<<<<
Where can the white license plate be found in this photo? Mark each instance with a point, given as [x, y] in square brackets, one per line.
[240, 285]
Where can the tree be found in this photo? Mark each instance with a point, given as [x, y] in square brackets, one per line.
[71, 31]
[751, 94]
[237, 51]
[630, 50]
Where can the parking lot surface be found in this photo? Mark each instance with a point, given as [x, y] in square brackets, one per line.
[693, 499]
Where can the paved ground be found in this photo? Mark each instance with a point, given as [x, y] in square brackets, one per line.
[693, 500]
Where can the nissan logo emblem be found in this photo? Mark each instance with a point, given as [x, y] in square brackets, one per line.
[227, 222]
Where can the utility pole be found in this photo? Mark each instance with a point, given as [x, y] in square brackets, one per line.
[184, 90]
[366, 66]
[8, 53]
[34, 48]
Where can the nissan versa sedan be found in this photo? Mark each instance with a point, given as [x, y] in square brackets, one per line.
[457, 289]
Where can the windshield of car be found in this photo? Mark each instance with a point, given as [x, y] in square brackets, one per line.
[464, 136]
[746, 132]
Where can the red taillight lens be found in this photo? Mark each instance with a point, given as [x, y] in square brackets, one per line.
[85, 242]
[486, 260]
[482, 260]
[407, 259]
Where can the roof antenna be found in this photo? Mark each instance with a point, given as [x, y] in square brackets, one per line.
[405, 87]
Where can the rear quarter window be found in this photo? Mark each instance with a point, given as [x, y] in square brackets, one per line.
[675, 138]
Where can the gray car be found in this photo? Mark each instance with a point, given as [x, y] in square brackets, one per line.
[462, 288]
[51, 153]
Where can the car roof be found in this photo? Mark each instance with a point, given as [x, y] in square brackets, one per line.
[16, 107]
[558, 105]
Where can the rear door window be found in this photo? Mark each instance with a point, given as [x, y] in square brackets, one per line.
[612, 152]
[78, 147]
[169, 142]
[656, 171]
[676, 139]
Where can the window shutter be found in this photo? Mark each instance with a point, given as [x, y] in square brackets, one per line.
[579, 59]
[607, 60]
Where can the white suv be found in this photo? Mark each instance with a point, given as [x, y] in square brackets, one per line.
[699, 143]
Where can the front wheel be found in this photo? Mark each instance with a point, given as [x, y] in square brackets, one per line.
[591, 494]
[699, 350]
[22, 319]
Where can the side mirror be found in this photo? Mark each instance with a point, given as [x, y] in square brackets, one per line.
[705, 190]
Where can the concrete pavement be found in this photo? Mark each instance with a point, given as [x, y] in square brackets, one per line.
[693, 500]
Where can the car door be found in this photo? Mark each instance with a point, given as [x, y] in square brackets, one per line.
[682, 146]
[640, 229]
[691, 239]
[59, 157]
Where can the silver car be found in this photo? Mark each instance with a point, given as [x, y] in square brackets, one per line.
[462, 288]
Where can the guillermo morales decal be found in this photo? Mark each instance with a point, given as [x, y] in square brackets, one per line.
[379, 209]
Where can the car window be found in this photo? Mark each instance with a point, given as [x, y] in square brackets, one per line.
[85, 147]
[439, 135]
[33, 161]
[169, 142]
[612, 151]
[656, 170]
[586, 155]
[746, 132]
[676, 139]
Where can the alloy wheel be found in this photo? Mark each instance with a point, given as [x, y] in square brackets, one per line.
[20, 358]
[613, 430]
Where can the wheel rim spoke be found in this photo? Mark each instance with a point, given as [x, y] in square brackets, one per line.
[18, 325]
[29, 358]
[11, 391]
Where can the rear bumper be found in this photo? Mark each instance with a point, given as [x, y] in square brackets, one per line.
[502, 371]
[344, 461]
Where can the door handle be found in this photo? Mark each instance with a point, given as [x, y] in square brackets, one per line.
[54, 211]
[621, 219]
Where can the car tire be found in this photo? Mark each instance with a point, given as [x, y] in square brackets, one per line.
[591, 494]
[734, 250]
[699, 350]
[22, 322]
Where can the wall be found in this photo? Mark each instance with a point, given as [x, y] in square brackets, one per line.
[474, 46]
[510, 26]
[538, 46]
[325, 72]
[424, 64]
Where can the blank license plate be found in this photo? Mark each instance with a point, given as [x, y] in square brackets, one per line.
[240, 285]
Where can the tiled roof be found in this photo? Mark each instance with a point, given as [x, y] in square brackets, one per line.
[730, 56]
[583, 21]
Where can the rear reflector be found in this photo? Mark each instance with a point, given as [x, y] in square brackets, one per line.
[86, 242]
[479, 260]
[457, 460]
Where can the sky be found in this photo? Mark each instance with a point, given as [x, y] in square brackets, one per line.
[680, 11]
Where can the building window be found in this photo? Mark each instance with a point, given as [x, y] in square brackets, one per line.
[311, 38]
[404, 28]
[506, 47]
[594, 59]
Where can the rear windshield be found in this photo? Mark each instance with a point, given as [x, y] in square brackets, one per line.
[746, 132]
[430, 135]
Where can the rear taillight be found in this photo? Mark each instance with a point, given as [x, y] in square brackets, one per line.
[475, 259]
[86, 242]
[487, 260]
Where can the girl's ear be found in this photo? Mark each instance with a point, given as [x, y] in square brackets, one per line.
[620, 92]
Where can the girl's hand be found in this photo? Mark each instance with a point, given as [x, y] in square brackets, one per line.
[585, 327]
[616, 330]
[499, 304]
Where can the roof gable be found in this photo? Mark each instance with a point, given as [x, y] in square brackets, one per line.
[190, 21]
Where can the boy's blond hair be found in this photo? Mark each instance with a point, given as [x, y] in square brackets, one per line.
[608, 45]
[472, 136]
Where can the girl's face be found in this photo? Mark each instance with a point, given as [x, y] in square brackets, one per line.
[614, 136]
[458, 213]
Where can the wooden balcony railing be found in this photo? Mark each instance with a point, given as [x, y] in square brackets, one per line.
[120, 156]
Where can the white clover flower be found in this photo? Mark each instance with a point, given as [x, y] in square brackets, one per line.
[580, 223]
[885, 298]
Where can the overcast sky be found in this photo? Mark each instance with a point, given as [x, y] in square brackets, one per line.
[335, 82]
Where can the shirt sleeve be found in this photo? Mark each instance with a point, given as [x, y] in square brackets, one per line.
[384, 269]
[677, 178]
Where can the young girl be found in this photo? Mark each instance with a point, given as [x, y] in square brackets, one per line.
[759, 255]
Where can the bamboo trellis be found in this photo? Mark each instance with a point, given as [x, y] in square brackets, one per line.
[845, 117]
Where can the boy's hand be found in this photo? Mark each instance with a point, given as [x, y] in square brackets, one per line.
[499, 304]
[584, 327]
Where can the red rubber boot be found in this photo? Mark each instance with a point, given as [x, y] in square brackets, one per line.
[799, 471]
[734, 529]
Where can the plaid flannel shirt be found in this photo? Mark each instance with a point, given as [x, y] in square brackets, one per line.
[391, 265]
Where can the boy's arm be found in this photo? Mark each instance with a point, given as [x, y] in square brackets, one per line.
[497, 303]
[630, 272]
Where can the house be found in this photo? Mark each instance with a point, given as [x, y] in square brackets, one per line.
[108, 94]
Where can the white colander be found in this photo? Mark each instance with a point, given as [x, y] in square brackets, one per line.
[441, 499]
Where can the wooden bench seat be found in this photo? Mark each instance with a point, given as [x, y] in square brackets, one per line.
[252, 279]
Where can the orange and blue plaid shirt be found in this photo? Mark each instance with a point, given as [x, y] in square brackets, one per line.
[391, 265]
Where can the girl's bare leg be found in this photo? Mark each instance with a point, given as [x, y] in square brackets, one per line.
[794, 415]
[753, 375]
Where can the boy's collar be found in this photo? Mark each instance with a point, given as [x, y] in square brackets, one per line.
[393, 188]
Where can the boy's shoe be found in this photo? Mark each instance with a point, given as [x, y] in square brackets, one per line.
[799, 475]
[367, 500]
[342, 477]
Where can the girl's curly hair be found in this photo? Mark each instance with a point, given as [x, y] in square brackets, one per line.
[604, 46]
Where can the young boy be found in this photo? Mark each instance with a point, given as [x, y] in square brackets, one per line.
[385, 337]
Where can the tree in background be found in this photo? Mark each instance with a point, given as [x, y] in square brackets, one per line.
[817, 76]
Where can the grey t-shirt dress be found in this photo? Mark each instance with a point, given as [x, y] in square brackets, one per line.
>>>>
Transcribe, word for word, every line from the one containing "Where can the girl's bare" through the final line of the entries, and nothing else.

Response below:
Where can the girl's bare leg be found in this photo? Mark each instance with a point, given as [x, y] in square brackets, one per line.
[794, 415]
[753, 375]
Where can the boy's collar be found in this photo? Mark each instance with a point, given as [x, y] in square brackets, one per line.
[393, 188]
Where can the boy's shoe be found in this photo? Mark each instance with a point, given as [x, y] in square brackets, one per line.
[799, 475]
[367, 500]
[342, 477]
Where can the girl's curly hair be found in this photo? Mark each instance with a point, given as [x, y] in square brackets, one per line.
[604, 46]
Where can the young boy be found in this photo? Mark each instance with a point, given as [x, y] in square brackets, one per line.
[385, 337]
Where can the tree in background be found in this photo? Mark each instance with a point, given as [x, y] in square brackets, one per line.
[817, 76]
Where can the grey t-shirt dress be found in this photo? Mark each instance with a point, given as [x, y] in square brackets, one per line.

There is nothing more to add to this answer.